### TASK INPUTS

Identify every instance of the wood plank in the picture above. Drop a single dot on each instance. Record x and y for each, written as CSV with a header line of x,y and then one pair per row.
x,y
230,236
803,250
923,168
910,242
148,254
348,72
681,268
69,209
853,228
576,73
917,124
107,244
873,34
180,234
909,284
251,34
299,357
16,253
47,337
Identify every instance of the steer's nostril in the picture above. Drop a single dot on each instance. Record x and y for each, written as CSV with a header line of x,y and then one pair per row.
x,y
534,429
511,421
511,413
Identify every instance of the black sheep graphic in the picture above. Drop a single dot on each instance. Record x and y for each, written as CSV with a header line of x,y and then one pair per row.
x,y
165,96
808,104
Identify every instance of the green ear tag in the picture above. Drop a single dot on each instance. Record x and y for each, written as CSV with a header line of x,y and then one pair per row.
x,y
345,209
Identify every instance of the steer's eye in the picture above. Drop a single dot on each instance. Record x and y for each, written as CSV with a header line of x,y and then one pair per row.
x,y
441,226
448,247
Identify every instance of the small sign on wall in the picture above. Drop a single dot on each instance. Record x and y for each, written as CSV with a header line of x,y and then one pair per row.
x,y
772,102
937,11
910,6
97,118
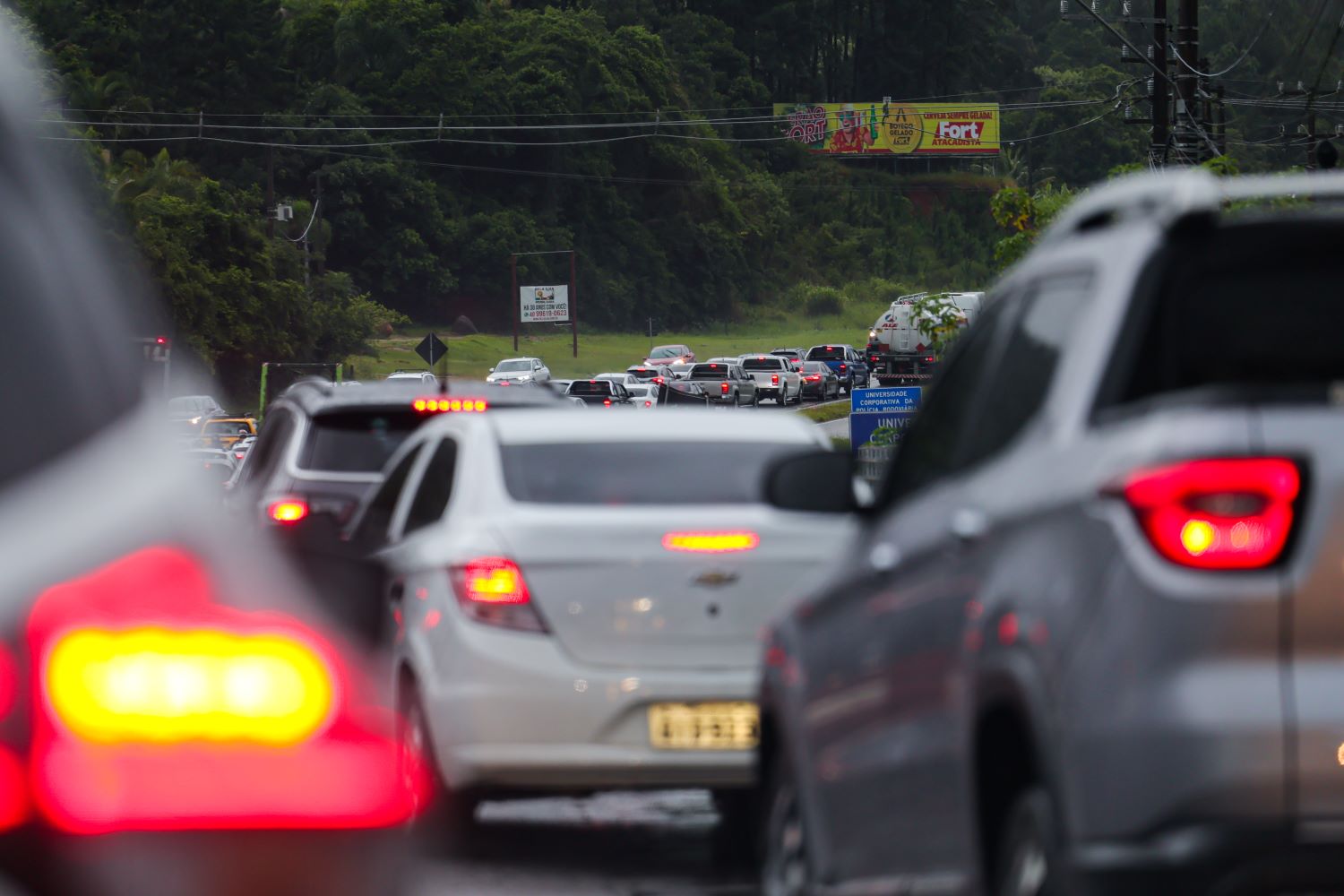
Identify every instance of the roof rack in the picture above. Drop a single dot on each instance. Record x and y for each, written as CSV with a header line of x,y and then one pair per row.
x,y
1168,196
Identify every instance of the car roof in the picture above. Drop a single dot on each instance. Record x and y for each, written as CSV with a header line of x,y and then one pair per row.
x,y
320,397
545,427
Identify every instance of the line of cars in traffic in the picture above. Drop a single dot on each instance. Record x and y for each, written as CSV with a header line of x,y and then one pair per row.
x,y
671,374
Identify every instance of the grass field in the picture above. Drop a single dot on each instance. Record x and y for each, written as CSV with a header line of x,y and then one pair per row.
x,y
472,357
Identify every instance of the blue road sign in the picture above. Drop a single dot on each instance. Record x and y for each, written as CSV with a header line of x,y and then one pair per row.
x,y
875,409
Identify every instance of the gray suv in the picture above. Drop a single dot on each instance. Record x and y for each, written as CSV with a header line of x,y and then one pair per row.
x,y
1091,637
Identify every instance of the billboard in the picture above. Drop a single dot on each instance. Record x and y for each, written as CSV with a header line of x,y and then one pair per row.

######

→ **WHAT IS BEING ASKED**
Repeat exactly, and only, the lines from the line with "Identify every instance of the blue" through the end of the listing above, both ends included.

→ **SOLUTION TO THIS EXERCISE**
Identify every instance of the blue road sign in the picture above. Drop a single dot on each instance. Record x and y for each, written as CSV with a header line of x,y and then one pair per row.
x,y
875,409
Identify every instance of the gray suv in the picture above. Drop a single dot on each instance. Record x and y for each, written as CSV with a header line of x,y and then one pair per row.
x,y
1091,637
Identify every instance of the billboard in the picture above. Drop a single dot on each instance. Record x and y for each, written as CSV with a header line of x,y and then one pair per row.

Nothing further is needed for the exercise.